[Stored dataset items]
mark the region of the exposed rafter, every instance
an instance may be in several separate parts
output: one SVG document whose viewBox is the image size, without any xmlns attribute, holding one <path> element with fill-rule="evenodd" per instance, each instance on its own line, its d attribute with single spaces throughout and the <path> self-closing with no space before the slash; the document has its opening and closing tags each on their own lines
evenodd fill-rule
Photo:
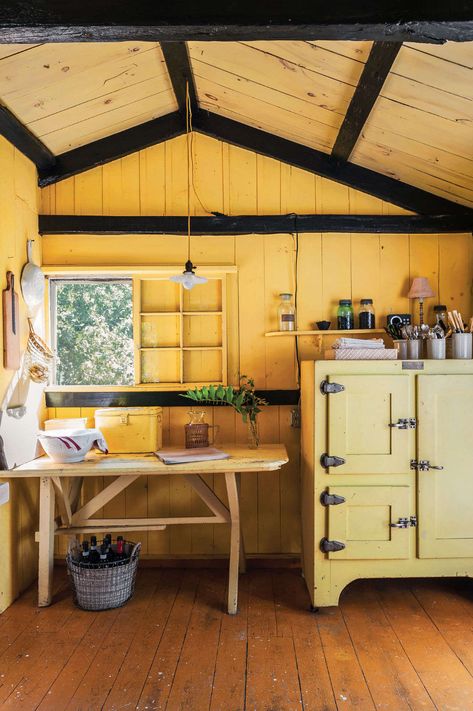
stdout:
<svg viewBox="0 0 473 711">
<path fill-rule="evenodd" d="M 38 170 L 54 166 L 54 154 L 24 126 L 6 106 L 0 105 L 0 135 L 12 143 L 36 165 Z"/>
<path fill-rule="evenodd" d="M 179 111 L 186 111 L 186 83 L 192 112 L 197 111 L 197 92 L 194 84 L 189 52 L 185 42 L 161 42 L 164 61 L 171 79 Z"/>
<path fill-rule="evenodd" d="M 439 234 L 472 232 L 473 213 L 464 215 L 214 215 L 193 217 L 194 235 L 358 232 Z M 42 235 L 184 235 L 185 216 L 40 215 Z"/>
<path fill-rule="evenodd" d="M 332 155 L 336 158 L 350 158 L 401 46 L 395 42 L 373 44 L 332 148 Z"/>
<path fill-rule="evenodd" d="M 56 157 L 52 168 L 39 171 L 39 185 L 44 187 L 83 173 L 90 168 L 180 136 L 184 131 L 185 126 L 179 111 L 146 121 L 139 126 L 61 153 Z"/>
<path fill-rule="evenodd" d="M 3 0 L 0 42 L 473 39 L 469 2 Z"/>
<path fill-rule="evenodd" d="M 406 210 L 424 215 L 451 215 L 465 211 L 473 214 L 473 210 L 464 205 L 218 114 L 199 111 L 194 116 L 193 126 L 207 136 L 335 180 Z"/>
</svg>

## DIRECTIONS
What is needed is an exact repeat of every entry above, with the pictures left out.

## RESPONSE BELOW
mark the region of the exposed rafter, every instance
an instance may be in several separate parts
output: one SVG document whose viewBox is the image size, without any xmlns attribute, holding one <path> element with fill-rule="evenodd" per instance, each instance on its own line, its d attribute with single spaces throughout and the <path> self-closing with no space before the slash; the document has its opening and closing tags each on their own lines
evenodd fill-rule
Photo:
stdout:
<svg viewBox="0 0 473 711">
<path fill-rule="evenodd" d="M 38 170 L 54 166 L 54 154 L 24 126 L 6 106 L 0 105 L 0 135 L 12 143 L 36 165 Z"/>
<path fill-rule="evenodd" d="M 179 111 L 186 111 L 186 83 L 192 112 L 197 111 L 197 92 L 194 84 L 189 52 L 185 42 L 161 42 L 164 61 L 171 79 Z"/>
<path fill-rule="evenodd" d="M 439 234 L 472 232 L 473 213 L 464 215 L 214 215 L 193 217 L 194 235 L 358 232 Z M 42 235 L 184 235 L 185 216 L 40 215 Z"/>
<path fill-rule="evenodd" d="M 332 155 L 336 158 L 350 158 L 401 46 L 395 42 L 373 44 L 332 148 Z"/>
<path fill-rule="evenodd" d="M 56 157 L 52 168 L 39 171 L 39 185 L 44 187 L 83 173 L 90 168 L 180 136 L 184 131 L 185 126 L 179 111 L 146 121 L 139 126 L 61 153 Z"/>
<path fill-rule="evenodd" d="M 3 0 L 0 42 L 473 39 L 469 2 Z"/>
<path fill-rule="evenodd" d="M 406 210 L 424 215 L 451 215 L 465 211 L 473 214 L 473 210 L 464 205 L 218 114 L 199 111 L 194 116 L 193 126 L 207 136 L 335 180 Z"/>
</svg>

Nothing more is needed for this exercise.